-- Task statement --
The required output is the complete data, repeated without alteration.

________________

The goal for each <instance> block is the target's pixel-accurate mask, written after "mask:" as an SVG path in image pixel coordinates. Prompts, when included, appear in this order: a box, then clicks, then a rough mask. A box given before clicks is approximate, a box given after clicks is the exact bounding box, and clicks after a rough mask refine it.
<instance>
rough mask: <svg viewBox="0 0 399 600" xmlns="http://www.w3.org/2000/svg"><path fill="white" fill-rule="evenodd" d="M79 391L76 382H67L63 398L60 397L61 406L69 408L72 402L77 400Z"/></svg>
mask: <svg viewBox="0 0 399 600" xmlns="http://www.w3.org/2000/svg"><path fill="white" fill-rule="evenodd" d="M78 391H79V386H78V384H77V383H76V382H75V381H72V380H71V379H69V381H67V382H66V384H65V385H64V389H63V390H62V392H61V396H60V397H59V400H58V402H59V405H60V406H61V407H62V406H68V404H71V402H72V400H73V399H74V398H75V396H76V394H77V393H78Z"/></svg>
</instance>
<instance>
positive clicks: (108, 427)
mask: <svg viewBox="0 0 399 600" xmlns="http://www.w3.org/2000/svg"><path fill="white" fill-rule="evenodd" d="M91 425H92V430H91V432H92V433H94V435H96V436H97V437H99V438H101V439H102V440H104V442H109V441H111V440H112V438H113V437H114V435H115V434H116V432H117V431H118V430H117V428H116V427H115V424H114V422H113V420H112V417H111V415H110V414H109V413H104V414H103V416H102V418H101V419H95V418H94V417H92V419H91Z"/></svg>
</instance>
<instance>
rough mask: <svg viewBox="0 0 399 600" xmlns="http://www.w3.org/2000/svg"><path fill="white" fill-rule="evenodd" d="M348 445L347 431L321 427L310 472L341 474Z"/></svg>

________________

-- Result of the task --
The goal for each <instance> block is the target's pixel-accurate mask, written after "mask:" as an SVG path in image pixel coordinates. Prompts, when included, appear in this order: a box, then clicks, then a rough mask. A box given before clicks is approximate, a box given after clicks is the exact bounding box, and clicks after a rough mask refine it.
<instance>
rough mask: <svg viewBox="0 0 399 600" xmlns="http://www.w3.org/2000/svg"><path fill="white" fill-rule="evenodd" d="M79 391L76 382H67L63 398L60 397L61 406L69 408L72 402L77 400Z"/></svg>
mask: <svg viewBox="0 0 399 600" xmlns="http://www.w3.org/2000/svg"><path fill="white" fill-rule="evenodd" d="M78 391H79V386H78V384H77V383H76V382H75V381H72V380H71V379H69V381H67V382H66V384H65V385H64V389H63V390H62V392H61V396H60V397H59V400H58V402H59V405H60V406H61V407H62V406H68V404H71V402H72V400H73V399H74V398H75V396H76V394H77V393H78Z"/></svg>
</instance>
<instance>
positive clicks: (108, 427)
mask: <svg viewBox="0 0 399 600" xmlns="http://www.w3.org/2000/svg"><path fill="white" fill-rule="evenodd" d="M91 425H92V430H91V432H92V433H94V435H96V436H97V437H99V438H101V439H102V440H104V442H109V441H111V440H112V438H113V437H114V435H115V434H116V432H117V431H118V430H117V428H116V427H115V424H114V422H113V420H112V417H111V415H110V414H109V413H104V414H103V416H102V418H101V419H95V418H94V417H92V419H91Z"/></svg>
</instance>
<instance>
rough mask: <svg viewBox="0 0 399 600" xmlns="http://www.w3.org/2000/svg"><path fill="white" fill-rule="evenodd" d="M348 445L347 431L321 427L310 472L341 474Z"/></svg>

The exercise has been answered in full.